**What to produce:**
Given the entries that follow, write out exactly the lines starting at the one containing "Target: dark water area" and ending at the one containing "Could you identify the white", both ends included, and only those.

**Input records:**
____________________

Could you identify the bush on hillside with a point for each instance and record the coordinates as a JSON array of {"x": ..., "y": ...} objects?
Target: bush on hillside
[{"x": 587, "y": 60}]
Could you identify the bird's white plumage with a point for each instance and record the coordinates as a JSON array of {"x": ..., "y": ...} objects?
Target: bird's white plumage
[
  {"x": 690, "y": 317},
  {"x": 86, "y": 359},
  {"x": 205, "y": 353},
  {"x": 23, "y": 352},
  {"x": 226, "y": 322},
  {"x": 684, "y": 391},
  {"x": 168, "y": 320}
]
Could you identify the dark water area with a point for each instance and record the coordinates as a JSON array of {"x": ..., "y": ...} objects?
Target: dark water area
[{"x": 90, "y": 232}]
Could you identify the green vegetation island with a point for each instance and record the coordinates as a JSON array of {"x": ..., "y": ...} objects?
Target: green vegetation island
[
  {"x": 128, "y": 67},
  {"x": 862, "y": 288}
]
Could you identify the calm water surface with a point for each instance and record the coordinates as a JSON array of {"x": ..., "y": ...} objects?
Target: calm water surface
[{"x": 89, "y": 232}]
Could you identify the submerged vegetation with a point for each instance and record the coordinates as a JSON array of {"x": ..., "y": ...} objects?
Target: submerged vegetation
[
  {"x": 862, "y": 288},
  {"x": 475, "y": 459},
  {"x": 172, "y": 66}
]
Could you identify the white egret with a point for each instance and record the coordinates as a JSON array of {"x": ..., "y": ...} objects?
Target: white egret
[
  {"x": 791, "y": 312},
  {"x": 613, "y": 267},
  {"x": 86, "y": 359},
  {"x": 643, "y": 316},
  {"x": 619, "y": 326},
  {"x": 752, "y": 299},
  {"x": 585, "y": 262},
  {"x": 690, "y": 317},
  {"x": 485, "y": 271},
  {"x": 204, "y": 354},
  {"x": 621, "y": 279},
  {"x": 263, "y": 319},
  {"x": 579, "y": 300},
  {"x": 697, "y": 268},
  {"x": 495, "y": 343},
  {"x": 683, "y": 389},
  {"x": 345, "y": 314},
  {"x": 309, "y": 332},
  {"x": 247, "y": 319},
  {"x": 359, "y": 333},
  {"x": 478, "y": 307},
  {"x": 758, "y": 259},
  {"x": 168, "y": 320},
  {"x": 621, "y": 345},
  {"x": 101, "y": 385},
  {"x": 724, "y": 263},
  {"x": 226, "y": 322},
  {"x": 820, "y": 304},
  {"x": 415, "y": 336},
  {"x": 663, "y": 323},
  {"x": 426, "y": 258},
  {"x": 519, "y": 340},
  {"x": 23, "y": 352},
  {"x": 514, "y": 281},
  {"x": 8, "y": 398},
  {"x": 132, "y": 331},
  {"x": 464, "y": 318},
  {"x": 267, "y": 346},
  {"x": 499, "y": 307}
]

____________________

**Result:**
Target: dark water area
[{"x": 90, "y": 232}]
Could you identify the green vegetation island with a point for each instance and record the coordinates as a JSON array of {"x": ..., "y": ...} objects?
Target: green vegetation island
[
  {"x": 128, "y": 67},
  {"x": 862, "y": 288}
]
Could you identify the calm water surface with a point for each instance and record the coordinates as a JSON array of {"x": ..., "y": ...} objects?
Target: calm water surface
[{"x": 89, "y": 232}]
Could you identify the submerged vegetation with a point for each instance and record the coordinates as a JSON array of {"x": ..., "y": ...} objects?
Target: submerged vegetation
[
  {"x": 862, "y": 288},
  {"x": 475, "y": 459},
  {"x": 172, "y": 66}
]
Could you identify the white egret with a point for each instance and record the coordinates as a JSON array of {"x": ..., "y": ...} objects?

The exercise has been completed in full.